# [Quoted passage]
---

In this recipe I am combining green beans – a vegetable – with black beans – a legume. Black beans have an outstanding fiber-protein ration of 1:1, and contain about 10% of each. To quote whfoods.com:
The almost magical protein-fiber combination in legumes—including black beans—explains important aspects of their health benefits for the digestive tract, the blood sugar regulatory system, and the cardiovascular system. Each area of systems benefit has a strong research basis.
I have often heard concerns from people regarding the ability to properly digest beans; to this end, I recommend the following: First, always soak your beans for 6-8 hours or overnight before cooking them. Second, cook them together with Kombu.
Soaking the beans will not only help to break down their complex carbohydrates and make them more digestible, it will also reduce their cooking time (many beans are infamous for their long cooking times). Make sure that they are fully immersed in the water during the soaking.
To cook them, drain the beans from the soaking water, put them in a large pot, and cover them with water, making sure that the water surface is about an inch (2.5cm) above the beans. Add a generous pinch of salt and a piece of Kombu. Cover the pot and bring to a boil, then remove the cover and let simmer until done. Drain.
And indeed, soaking means that you need to plan ahead a bit: if you want to cook beans tomorrow, you will have to soak them this evening. But don’t feel stressed about this, it is just a habit to take. Beans can also be soaked and cooked in advance and stored in the fridge for a day or two. This will allow you to come home and make lunch or dinner more quickly, since the beans are ready to be used: in a salad such as here, or in a cooked dish!

---

[Referring expression data]

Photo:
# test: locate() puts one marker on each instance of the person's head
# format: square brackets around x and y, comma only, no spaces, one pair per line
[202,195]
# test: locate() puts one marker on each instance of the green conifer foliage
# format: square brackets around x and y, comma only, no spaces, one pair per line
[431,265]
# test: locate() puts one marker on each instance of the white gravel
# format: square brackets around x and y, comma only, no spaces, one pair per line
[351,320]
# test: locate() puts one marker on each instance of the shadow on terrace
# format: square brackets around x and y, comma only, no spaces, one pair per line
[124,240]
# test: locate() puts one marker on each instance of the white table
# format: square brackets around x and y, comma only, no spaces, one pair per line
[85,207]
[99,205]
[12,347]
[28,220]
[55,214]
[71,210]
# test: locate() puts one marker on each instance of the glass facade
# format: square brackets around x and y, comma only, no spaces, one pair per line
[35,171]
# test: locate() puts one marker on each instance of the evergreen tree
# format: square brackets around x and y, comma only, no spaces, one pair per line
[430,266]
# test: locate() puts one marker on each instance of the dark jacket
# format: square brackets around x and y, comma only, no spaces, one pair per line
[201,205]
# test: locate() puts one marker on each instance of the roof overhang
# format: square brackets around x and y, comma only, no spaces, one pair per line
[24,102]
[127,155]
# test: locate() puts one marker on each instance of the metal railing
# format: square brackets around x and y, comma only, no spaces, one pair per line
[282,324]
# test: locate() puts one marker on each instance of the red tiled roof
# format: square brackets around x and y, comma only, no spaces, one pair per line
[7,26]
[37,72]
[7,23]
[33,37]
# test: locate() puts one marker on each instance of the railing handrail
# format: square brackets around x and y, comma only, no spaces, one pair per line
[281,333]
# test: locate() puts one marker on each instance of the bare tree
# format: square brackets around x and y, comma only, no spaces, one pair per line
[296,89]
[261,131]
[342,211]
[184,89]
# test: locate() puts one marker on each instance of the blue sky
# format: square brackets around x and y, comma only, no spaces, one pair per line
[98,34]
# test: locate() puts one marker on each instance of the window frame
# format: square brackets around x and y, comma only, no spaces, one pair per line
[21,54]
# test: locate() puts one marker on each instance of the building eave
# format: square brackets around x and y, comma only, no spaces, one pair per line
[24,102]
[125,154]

---

# [Exercise 1]
Rewrite the recipe text from "I have often" to "until done. Drain.", substituting "saucepan" for each occurrence of "pot".
# [Exercise 2]
Answer these questions using the recipe text.
(a) What fiber-protein ratio do black beans have?
(b) For how long should beans be soaked before cooking?
(c) For how long can beans that were soaked and cooked in advance be stored in the fridge?

# [Exercise response 1]
I have often heard concerns from people regarding the ability to properly digest beans; to this end, I recommend the following: First, always soak your beans for 6-8 hours or overnight before cooking them. Second, cook them together with Kombu.
Soaking the beans will not only help to break down their complex carbohydrates and make them more digestible, it will also reduce their cooking time (many beans are infamous for their long cooking times). Make sure that they are fully immersed in the water during the soaking.
To cook them, drain the beans from the soaking water, put them in a large saucepan, and cover them with water, making sure that the water surface is about an inch (2.5cm) above the beans. Add a generous pinch of salt and a piece of Kombu. Cover the saucepan and bring to a boil, then remove the cover and let simmer until done. Drain.

# [Exercise response 2]
(a) Black beans have a fiber-protein ratio of 1:1.
(b) They should be soaked for 6-8 hours or overnight.
(c) They can be stored in the fridge for a day or two.